(Recorded data)

— Start —

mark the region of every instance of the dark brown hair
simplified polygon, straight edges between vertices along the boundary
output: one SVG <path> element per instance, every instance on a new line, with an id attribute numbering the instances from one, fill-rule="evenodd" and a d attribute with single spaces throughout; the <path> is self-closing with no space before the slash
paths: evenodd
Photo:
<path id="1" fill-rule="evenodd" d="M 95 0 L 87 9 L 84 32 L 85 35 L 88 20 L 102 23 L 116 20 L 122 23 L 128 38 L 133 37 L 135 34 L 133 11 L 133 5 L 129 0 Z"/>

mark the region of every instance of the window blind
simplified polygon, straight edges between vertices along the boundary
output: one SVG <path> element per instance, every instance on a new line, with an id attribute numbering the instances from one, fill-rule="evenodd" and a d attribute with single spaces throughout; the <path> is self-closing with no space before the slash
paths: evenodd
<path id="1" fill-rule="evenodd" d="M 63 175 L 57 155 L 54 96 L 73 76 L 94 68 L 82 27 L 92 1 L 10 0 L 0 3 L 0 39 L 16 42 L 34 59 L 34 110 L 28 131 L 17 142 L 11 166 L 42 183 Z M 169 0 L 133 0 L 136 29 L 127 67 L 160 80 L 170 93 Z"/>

— End —

(The task): Output these lines again without any change.

(Correct result):
mark the region of every instance of the dark brown hair
simplified polygon, straight edges between vertices along the boundary
output: one SVG <path> element per instance, every instance on a new line, with an id attribute numbering the instances from one, fill-rule="evenodd" and a d attribute with single spaces throughout; the <path> is self-closing with no space before the slash
paths: evenodd
Photo:
<path id="1" fill-rule="evenodd" d="M 95 0 L 87 9 L 84 32 L 85 35 L 88 20 L 102 23 L 116 20 L 122 23 L 128 38 L 133 37 L 135 34 L 133 11 L 133 5 L 129 0 Z"/>

mark the region of every instance of the window blind
simplified polygon, straight edges between vertices along the boundary
output: one SVG <path> element per instance, every instance on a new line, with an id attribute numbering the instances from one, fill-rule="evenodd" and a d attribute with single spaces throughout; the <path> is self-closing with no space before the slash
paths: evenodd
<path id="1" fill-rule="evenodd" d="M 63 175 L 57 155 L 54 96 L 73 76 L 94 68 L 82 27 L 92 1 L 10 0 L 0 3 L 0 39 L 16 42 L 34 59 L 34 110 L 28 131 L 17 142 L 11 166 L 42 183 Z M 169 0 L 133 0 L 136 29 L 127 67 L 160 80 L 170 93 Z"/>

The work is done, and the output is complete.